### Work to be completed:
The response must contain every line below in which "skyline" appears.

[Natural language region descriptions]
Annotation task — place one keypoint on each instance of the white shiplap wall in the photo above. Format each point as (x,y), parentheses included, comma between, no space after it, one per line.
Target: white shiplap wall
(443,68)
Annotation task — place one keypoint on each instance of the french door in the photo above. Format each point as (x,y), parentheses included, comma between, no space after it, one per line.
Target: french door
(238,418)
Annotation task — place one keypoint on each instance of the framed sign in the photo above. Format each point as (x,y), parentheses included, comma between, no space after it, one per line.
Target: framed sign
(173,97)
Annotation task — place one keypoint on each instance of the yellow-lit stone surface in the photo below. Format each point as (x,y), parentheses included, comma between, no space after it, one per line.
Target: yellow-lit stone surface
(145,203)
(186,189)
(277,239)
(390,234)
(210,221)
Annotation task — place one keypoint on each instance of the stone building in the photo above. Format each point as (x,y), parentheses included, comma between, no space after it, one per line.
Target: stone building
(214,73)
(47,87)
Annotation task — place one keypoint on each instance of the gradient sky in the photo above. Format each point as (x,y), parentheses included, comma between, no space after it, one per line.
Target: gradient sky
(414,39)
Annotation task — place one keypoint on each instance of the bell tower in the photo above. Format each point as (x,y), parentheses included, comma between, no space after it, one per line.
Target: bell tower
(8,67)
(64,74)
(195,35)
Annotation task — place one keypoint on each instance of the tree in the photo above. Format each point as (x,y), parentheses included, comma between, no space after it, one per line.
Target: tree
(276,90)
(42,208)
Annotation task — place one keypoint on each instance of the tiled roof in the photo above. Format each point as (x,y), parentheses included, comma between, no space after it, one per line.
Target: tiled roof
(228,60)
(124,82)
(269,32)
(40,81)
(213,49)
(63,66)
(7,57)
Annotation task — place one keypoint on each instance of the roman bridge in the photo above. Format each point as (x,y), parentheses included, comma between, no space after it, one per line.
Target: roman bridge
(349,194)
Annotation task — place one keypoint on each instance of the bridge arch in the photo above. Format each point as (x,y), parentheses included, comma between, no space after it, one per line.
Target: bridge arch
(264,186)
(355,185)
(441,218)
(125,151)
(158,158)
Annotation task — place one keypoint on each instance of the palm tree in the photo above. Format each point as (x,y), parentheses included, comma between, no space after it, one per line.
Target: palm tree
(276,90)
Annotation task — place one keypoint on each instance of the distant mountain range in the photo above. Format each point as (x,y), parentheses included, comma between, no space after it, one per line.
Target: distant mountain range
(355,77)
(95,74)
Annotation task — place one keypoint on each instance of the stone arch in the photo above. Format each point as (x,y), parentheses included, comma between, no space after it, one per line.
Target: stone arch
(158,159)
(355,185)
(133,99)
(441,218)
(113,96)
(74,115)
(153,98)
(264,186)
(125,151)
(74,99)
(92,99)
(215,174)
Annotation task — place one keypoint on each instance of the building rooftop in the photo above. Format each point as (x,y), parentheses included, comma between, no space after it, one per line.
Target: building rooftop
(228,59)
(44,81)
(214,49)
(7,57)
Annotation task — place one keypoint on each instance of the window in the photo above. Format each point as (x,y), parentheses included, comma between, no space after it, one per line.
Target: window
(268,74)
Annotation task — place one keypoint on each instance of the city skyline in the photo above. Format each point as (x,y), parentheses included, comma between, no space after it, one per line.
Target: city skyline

### Your solution:
Annotation task — place one keypoint on each instance of the city skyline in the photo above. Format each point as (x,y), parentheses included, comma between, no space after it, one per line.
Target: city skyline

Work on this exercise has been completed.